▸ **YOUR OBJECTIVE**:
Pull out each line of the records below that contains the string "point".

================================

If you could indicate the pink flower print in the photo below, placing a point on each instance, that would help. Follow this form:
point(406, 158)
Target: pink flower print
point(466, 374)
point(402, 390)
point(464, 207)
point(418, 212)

================================

▸ **EXPECTED ANSWER**:
If you could indicate the pink flower print in the photo below, placing a point on each instance, that would help. Follow this form:
point(406, 158)
point(466, 374)
point(402, 390)
point(464, 207)
point(418, 212)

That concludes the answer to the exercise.